==== TEXT SEGMENT ====

Credibility: These outlets rely on false information and conspiracy theories, which they often employ strategically. They report without consulting multiple sources and do not employ fact-checking methods. Their sources are often untrustworthy and their standards of news production lack credibility.
Bias: Reporting in these outlets is highly biased and ideologically skewed, which is otherwise described as hyper-partisan reporting. These outlets frequently present opinion and commentary essays as news.
Counterfeit: These outlets mimic professional news media. They counterfeit fonts, branding and stylistic content strategies. Commentary and junk content is stylistically disguised as news, with references to news agencies, and credible sources, and headlines written in a news tone, with bylines, date, time and location stamps.

Sources of junk news were evaluated and reevaluated in a rigorously iterative coding process. A team of 12 trained coders, familiar with the US political and media landscape, labeled sources of news and information based on a grounded typology. The Krippendorff’s alpha value for inter-coder reliability among three executive coders, who developed the grounded typology, was 0.805. The 91 sources of political news and information, which we identified over the course of several years of research and monitoring, produce content that includes various forms of propaganda and ideologically extreme, hyper-partisan, and conspiratorial political
information. We tracked how the URLs to these websites were being shared over Twitter and Facebook (see online supplement for details).

Specifically, we computed the coverage and consistency scores for each group. Coverage of a
group refers to the percentage of all propaganda domains identified in our junk news sources list that a group posted links to. The Consistency of a group refers to the percentage of the total of number of links to all the propaganda domains identified in our junk news sources list, that is shared by the group. A high value for coverage shows that the group is sharing a wide range of propaganda, while a high value for consistency shows that the group is playing a key role in the spreading of such propaganda. Coverage and consistency scores were calculated from the number of links shared from the groups to the junk news sources.

Finding: Polarization and Junk News on Twitter

Our Twitter dataset contains 13,477 Twitter users collected during a 90-day period between October 20, 2017 and January 18, 2018. To study the polarization among US audience groups on Twitter, we first identified the accounts of Democratic and Republican party members, at both state and national levels. Further, we identified Twitter accounts of members of congress from both parties. Next, we included all the followers of these accounts in our dataset. We
identified a follower network of 93,711 Twitter accounts. We then reduced this sample of Twitter
users to a set of well-connected accounts using a variant of k-core reduction (see online supplement for details).[12] This reduced the dataset to 13,477 Twitter users. Finally, we collected all Twitter users followed by any account in the reduced set of Twitter users, in order to segment this set into communities of interest.

We used Twitter’s REST API to collect publicly available data for our analysis. Twitter’s
REST API provides data on a) who follows whom on Twitter (100% of all data), and b) recent tweets for each user (up to 3,200 tweets per user in reverse chronological order).

Twitter’s APIs give access only to public data and do not provide any information about
suspended accounts or users who set their accounts private. The latter limitation is not a concern here, given that 100% of Twitter users in this study have public accounts.[13]

We were able to group our sample of 13,477 user accounts into 10 groups of affiliation. The groups emerged through network association, and by interpretation of the kinds of content these users distributed and indicated as a “favorite”. Table 1 identifies the main groupings of US Twitter users sampled, as labelled by our iterative machine-learning process and expert manual review.

==== INFORMATION PROVIDED ====

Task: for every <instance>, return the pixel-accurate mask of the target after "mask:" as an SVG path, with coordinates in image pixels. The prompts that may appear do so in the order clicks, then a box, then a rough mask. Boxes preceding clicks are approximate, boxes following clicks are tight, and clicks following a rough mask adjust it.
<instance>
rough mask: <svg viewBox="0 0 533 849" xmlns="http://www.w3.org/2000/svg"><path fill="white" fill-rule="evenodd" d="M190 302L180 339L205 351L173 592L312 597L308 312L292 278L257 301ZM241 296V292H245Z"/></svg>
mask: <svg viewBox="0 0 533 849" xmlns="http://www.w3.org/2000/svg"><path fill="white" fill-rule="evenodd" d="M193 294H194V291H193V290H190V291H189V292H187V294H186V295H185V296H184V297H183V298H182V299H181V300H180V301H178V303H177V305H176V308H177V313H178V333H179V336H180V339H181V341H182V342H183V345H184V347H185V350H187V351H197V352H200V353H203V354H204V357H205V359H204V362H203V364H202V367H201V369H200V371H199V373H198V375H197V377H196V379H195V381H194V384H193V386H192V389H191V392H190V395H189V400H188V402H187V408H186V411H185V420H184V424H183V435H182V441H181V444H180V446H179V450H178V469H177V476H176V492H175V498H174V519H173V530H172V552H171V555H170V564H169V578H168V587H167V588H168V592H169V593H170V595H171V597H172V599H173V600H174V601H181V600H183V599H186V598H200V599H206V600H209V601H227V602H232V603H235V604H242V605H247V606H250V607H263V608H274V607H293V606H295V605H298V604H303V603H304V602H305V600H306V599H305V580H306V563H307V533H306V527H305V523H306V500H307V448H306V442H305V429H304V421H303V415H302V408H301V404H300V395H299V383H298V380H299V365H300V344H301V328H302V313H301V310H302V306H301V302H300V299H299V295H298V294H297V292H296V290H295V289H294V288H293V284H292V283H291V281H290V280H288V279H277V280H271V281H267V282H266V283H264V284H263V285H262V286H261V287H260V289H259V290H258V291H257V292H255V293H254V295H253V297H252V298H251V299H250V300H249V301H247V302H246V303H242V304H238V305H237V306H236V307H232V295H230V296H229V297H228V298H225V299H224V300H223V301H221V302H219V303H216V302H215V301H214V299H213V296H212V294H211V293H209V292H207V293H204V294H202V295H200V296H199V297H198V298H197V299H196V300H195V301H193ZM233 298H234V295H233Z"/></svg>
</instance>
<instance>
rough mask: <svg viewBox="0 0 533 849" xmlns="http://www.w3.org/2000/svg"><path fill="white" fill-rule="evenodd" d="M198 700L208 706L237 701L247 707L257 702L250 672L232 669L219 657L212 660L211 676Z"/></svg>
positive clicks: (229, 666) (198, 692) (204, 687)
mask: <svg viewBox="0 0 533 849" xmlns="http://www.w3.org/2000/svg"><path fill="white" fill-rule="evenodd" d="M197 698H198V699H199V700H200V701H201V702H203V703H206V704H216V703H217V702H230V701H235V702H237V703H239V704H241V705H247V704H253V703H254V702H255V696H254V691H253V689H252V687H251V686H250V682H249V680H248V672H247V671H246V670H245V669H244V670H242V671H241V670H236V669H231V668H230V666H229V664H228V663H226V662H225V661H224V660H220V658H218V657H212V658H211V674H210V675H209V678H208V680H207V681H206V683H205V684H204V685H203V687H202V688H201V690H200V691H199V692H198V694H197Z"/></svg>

====

◆ REQUIRED ACTION A:
Do these statements agree with the junk news text? For each, answer yes or no and quote the deciding words of the text.
(i) The Twitter data were collected over a period of 90 days.
(ii) Some Twitter users in the study had private accounts.
(iii) All twelve trained coders developed the grounded typology.
◆ REQUIRED ACTION B:
Answer these questions from the junk news text:
(i) How many sources of political news and information were identified?
(ii) How many Twitter accounts were in the follower network before it was reduced?
(iii) How many groups of affiliation were the user accounts sorted into?
◆ REQUIRED ACTION C: Print the junk news text between "Credibility: These outlets" and "essays as news.", inclusive.

◆ TASK RESPONSE A:
(i) Yes: "collected during a 90-day period between October 20, 2017 and January 18, 2018"
(ii) No: "100% of Twitter users in this study have public accounts"
(iii) No: "three executive coders, who developed the grounded typology"

◆ TASK RESPONSE B:
(i) 91
(ii) 93,711
(iii) 10

◆ TASK RESPONSE C:
Credibility: These outlets rely on false information and conspiracy theories, which they often employ strategically. They report without consulting multiple sources and do not employ fact-checking methods. Their sources are often untrustworthy and their standards of news production lack credibility.
Bias: Reporting in these outlets is highly biased and ideologically skewed, which is otherwise described as hyper-partisan reporting. These outlets frequently present opinion and commentary essays as news.